* _SELECTED TEXT_
# # # #

Authorizing Function App to update Private DNS Zone

  • Navigate to your Private DNS Zone on the Azure portal
  • Navigate to IAM
  • Click Add and Add role assignment
  • Select “Private DNS Zone Contributor”
  • Assign access to Managed Identity and Select members
Figure 5
  • Click on Review and Assign

Create a trigger Script

  • You can write a trigger script using bash or Python or which language you like.
  • Script will run at certain intervals on the virtual machine hosting the Oracle Database Standby Instance.
  • The script should fetch the status of the database instance running on the VM and if the OPEN_MODE and database_role for the instance are found to be “READ WRITE“ and “PRIMARY” respectively then validate the DNS resolution for CNAME.
  • If DB CNAME (db.mydomain.local in the above example) points to the FQDN of the hosting VM then no change is required, else update the DB CNAME to match the FQDN of the hosting VM where the Database is running as Primary. This will be done by executing an HTTP trigger for the function App we created earlier.
  • Navigate to Your function App> functions> your_function_for_cname_switching on Azure Portal.
  • Copy the URL from “Get Function URL”
Figure 6
  • You can use curl utility to execute HTTP trigger for function App like below
curl -X POST <replace with the URL you copied above(including "code" part) >  \
-H 'Content-Type: application/json' \
-d '{"name":"dnscnameswitcher","newprimcname":"<FQDN of VM Hosting new Primary>"}'
  • Make sure to update the value for FQDN of the new Primary VM.
  • In our current Project, I used ansible to templatize this script, you can feel free to reach us for the code.
  • You can schedule the script to run on the standby node at intervals. You can decide on the intervals as per needs.
Figure 7 Flow without authentication
  • The above Diagram shows the execution flow of the script without authentication

Why do we run the script only on the Standby Node?

  • If we run the script on the primary and the standby nodes, in the case of split-brain where Primary is disconnected from Observer and Standby and failover takes place, both instances may become Primary at the same time and it may result in data loss.
  • If failover or switchover occurs, the script needs to be rescheduled on the new standby node. This can be achieved by ansible easily. It may require manual intervention.

Preliminary security measures

Create Private Endpoint

Figure8 Private endpoint
  • This will assign a private IP to the function app from the subnet that you selected when you created the private endpoint
  • Now when you will make an HTTP call to the function, Private IP will be used and the request won’t be routed over the internet.

Add Access Restrictions

  • Navigate to networking, click on access restrictions
  • Click on Add Rule
  • Give an appropriate name to the rule, Action as “Allow”
  • The source should be a Virtual Network and subnet of which your VMs are part.
  • This will restrict all incoming traffic except the calls from the VMs which are part of the allowed subnet.

Add Authentication

Add the authentication provider

  • Navigate to “Authentication” in the function App
  • Add Identity Provider and Select “Microsoft”
  • Add Microsoft (AAD) identity provider with existing app registration details. Check the documentation for details.

# # # #

* _REQUIRED TASK 1_
Copy the Azure DNS guide verbatim from "Preliminary security measures" to "VMs are part.".
* _REQUIRED TASK 2_
Write the next part of the Azure DNS guide, picking up after its last sentence.

# # # #

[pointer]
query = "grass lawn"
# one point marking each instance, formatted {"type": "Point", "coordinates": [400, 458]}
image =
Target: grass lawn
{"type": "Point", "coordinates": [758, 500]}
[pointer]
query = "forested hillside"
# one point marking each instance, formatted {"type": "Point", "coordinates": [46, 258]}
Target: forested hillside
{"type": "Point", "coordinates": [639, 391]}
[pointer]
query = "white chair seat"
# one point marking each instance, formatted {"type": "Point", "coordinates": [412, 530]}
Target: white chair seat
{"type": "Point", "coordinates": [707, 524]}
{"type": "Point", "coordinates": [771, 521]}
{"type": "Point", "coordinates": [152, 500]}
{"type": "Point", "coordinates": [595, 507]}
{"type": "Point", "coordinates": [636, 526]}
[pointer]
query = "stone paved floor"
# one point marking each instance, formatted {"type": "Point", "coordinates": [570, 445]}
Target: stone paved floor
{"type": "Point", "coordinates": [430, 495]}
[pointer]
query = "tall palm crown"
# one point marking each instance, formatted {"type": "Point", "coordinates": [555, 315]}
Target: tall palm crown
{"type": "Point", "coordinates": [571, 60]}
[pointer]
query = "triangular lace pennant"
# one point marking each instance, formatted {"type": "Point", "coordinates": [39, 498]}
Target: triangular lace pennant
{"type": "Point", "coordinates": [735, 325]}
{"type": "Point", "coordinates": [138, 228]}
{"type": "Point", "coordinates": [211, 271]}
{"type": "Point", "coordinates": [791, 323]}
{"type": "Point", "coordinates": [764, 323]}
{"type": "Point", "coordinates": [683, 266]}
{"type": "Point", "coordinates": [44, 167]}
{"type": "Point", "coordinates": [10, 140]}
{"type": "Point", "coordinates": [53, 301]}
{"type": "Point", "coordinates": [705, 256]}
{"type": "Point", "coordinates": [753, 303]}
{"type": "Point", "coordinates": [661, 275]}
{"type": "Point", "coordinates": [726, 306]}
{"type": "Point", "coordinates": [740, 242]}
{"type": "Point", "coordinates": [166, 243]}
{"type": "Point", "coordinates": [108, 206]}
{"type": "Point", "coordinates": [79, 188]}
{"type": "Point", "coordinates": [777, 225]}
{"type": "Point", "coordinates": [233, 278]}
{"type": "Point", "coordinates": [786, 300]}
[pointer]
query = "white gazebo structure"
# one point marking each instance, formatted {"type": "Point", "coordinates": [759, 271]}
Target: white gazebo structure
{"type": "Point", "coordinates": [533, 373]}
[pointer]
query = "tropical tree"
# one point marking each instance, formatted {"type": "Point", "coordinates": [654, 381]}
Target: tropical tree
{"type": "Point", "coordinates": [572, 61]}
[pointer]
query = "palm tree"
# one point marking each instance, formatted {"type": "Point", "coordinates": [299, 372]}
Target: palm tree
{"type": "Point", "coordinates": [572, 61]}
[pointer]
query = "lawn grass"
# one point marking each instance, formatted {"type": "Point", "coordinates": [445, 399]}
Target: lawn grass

# # # #

* _TASK RESPONSE 1_
Preliminary security measures

Create Private Endpoint

Figure8 Private endpoint
  • This will assign a private IP to the function app from the subnet that you selected when you created the private endpoint
  • Now when you will make an HTTP call to the function, Private IP will be used and the request won’t be routed over the internet.

Add Access Restrictions

  • Navigate to networking, click on access restrictions
  • Click on Add Rule
  • Give an appropriate name to the rule, Action as “Allow”
  • The source should be a Virtual Network and subnet of which your VMs are part.

* _TASK RESPONSE 2_
  • Add the appid and secret of app registration, and also add this secret in a Key vault.
  • Add the appid in the “Allowed token audience” as well.
  • Restrict the access of the Function App to “require authentication”
  • Unauthenticated requests will receive “403 Unauthorized Request” error.

Changes in how you call the HTTP trigger

  • When using authentication, you can use curl utility to execute HTTP trigger for function App like below
# get secret for app registration used for authentication
az login --identity > /dev/null
client_secret_sp=`az keyvault secret show --vault-name <vault_name> -n <appregistration_secret_name_in_KV> --query "value" -o tsv
# get access token to be used in curl to authenticate the client in function App
ACCESS_TOKEN=$(curl -X POST -H 'Content-Type: application/x-www-form-urlencoded' \
https://login.microsoftonline.com/f1821f56-8d20-4902-bf65-bc7502e367e7/oauth2/token \
-d 'client_id=<AppID_of_appregistration>' \
-d 'grant_type=client_credentials' \
-d 'client_secret='$client_secret_sp \
-d 'resource=<AppID_of_appregistration>' | jq -r .access_token)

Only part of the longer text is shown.